Exercise details> Locate each line in the material that contains the string "surface", and copy those lines out whole. The match must respect case.

Data listing>
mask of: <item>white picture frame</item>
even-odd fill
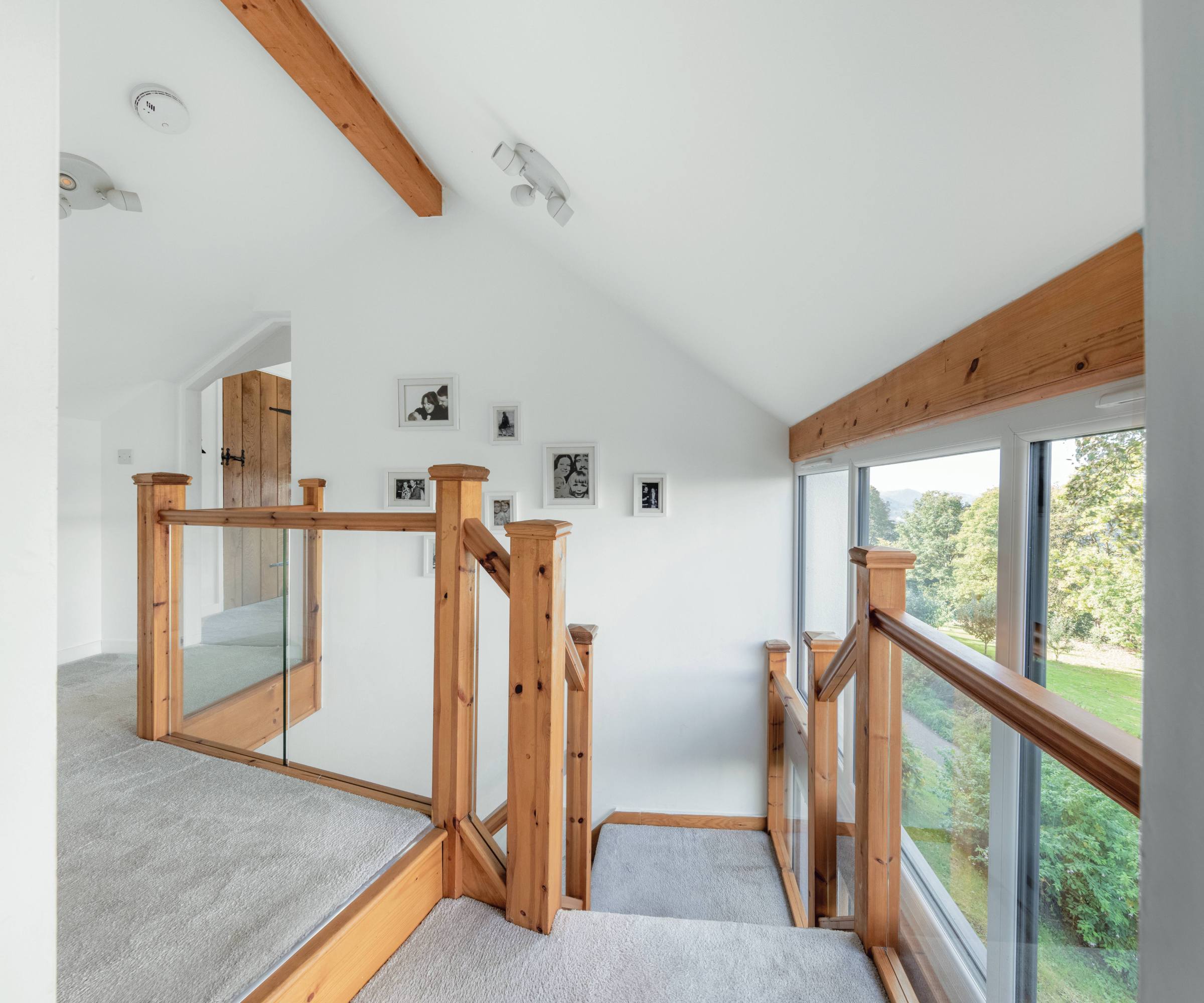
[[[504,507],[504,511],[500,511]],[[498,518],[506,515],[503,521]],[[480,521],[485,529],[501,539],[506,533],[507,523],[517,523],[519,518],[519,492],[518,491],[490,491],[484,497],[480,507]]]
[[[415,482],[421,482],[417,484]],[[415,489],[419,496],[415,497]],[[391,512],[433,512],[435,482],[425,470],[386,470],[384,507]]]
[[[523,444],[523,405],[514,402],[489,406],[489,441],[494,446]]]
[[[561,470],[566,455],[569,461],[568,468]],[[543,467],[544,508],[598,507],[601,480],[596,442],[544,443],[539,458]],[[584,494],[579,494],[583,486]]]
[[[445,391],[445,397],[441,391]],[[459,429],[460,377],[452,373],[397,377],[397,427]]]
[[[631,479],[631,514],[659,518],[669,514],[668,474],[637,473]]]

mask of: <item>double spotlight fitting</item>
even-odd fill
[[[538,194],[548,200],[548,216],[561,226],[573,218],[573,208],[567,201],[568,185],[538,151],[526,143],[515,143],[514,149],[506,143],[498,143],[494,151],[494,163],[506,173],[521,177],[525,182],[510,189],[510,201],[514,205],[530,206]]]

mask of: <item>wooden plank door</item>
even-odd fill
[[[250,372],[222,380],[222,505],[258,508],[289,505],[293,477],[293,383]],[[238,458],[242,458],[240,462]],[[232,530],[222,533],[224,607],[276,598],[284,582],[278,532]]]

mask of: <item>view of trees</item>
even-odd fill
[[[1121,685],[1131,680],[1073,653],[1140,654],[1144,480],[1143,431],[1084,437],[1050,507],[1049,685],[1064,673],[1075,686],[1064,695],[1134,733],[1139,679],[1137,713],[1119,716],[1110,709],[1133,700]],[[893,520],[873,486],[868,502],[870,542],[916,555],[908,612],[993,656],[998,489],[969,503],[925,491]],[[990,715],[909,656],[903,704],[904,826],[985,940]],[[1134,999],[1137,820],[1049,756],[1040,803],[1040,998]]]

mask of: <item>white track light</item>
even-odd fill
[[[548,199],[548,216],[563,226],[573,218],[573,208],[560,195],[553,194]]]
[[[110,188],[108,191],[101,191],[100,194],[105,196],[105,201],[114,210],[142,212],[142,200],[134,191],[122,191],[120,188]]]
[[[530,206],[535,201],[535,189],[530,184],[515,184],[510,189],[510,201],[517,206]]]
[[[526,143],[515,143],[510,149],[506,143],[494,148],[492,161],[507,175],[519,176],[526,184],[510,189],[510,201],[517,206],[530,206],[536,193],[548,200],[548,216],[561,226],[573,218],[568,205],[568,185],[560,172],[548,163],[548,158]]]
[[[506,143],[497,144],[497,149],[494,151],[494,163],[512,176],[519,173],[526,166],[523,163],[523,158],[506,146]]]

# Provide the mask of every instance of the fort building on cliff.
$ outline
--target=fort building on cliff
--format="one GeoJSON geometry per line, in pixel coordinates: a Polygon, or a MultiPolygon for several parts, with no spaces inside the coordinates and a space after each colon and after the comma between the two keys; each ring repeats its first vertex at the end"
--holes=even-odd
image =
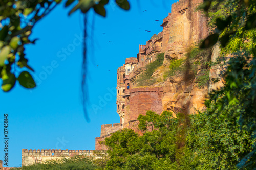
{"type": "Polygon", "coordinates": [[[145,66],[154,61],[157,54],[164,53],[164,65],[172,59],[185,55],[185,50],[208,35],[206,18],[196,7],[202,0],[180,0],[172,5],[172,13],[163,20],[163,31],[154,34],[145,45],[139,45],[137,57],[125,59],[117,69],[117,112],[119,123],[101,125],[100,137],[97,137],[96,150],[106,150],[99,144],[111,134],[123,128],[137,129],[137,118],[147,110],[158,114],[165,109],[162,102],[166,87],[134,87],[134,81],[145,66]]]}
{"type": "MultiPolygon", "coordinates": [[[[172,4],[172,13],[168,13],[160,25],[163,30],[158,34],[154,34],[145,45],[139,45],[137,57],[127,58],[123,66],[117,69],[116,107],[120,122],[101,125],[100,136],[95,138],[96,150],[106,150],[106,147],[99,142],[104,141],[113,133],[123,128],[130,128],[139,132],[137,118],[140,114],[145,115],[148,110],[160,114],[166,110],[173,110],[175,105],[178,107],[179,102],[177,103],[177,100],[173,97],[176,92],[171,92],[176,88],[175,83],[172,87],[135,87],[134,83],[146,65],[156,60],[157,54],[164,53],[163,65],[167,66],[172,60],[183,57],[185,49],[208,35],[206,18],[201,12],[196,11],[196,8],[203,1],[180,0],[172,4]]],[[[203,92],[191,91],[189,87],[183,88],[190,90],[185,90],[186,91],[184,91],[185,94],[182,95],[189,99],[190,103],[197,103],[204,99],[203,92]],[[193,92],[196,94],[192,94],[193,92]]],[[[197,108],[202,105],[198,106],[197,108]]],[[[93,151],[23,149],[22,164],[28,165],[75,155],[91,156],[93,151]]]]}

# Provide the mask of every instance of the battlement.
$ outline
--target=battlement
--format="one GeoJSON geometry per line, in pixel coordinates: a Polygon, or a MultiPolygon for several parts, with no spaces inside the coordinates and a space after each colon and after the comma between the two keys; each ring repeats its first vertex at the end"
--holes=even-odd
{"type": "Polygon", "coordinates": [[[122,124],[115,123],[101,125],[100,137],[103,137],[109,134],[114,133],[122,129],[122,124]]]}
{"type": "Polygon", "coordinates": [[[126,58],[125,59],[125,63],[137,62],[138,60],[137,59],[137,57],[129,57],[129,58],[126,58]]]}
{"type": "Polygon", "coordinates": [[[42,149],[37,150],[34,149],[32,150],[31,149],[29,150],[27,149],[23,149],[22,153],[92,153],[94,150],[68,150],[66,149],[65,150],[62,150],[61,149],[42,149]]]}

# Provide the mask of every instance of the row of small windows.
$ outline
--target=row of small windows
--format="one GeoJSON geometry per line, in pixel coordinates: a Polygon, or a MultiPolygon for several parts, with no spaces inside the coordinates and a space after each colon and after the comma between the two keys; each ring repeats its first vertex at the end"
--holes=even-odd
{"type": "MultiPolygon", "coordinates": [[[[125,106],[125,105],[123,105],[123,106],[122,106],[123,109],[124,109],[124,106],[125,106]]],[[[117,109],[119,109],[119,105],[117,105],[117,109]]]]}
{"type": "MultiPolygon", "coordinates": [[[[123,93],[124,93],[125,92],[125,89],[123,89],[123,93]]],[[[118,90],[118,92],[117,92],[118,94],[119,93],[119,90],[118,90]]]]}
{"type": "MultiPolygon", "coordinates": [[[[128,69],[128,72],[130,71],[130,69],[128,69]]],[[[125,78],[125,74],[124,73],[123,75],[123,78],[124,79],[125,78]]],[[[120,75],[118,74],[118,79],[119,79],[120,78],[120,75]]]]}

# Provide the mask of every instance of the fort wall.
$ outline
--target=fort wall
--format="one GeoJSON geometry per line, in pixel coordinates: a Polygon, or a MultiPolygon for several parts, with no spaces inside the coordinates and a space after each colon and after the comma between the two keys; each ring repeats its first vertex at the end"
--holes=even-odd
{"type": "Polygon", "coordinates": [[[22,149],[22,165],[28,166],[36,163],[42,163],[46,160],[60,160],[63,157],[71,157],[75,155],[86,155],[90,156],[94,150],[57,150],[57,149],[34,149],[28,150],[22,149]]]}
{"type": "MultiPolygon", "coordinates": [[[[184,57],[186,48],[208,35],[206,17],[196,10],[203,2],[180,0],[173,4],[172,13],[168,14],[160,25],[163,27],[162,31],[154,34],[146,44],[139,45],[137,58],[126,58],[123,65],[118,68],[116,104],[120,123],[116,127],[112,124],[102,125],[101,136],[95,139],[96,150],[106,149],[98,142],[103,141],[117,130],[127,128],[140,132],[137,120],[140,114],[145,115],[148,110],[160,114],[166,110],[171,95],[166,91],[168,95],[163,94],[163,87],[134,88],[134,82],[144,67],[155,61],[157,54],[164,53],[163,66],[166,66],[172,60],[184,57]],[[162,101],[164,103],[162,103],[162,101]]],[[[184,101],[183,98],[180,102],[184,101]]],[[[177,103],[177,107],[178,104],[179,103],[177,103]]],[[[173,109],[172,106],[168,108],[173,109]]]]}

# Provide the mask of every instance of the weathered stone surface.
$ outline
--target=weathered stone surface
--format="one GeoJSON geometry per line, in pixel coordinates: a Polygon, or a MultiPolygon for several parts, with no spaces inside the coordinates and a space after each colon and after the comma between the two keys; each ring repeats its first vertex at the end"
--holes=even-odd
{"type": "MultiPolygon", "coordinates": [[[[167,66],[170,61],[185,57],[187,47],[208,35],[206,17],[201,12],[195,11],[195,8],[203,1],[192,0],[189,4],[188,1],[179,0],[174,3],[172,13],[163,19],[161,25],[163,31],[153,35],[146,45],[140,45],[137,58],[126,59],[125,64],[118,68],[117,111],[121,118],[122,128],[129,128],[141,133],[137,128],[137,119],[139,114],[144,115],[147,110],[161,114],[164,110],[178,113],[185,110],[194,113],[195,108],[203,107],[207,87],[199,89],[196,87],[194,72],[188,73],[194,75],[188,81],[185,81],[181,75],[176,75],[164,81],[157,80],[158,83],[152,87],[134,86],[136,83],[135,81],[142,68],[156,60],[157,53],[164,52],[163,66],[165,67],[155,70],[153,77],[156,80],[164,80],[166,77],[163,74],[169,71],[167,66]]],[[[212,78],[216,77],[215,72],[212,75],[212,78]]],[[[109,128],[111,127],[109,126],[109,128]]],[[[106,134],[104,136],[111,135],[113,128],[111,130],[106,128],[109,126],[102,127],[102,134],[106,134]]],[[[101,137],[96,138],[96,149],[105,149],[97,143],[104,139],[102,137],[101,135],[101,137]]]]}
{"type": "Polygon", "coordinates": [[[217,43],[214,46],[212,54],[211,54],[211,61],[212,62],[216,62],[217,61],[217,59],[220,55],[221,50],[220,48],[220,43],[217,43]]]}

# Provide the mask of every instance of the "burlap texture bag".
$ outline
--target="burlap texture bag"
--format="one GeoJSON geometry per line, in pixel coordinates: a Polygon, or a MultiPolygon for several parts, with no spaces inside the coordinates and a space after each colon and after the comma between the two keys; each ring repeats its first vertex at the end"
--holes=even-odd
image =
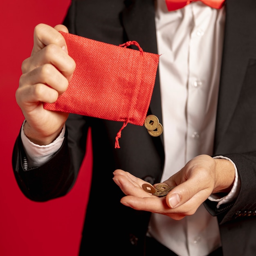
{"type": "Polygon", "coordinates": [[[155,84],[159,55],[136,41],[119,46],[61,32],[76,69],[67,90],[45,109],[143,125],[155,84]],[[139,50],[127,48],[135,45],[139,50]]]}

Answer in full>
# Provide the mask of every instance of the weathered stone surface.
--target=weathered stone surface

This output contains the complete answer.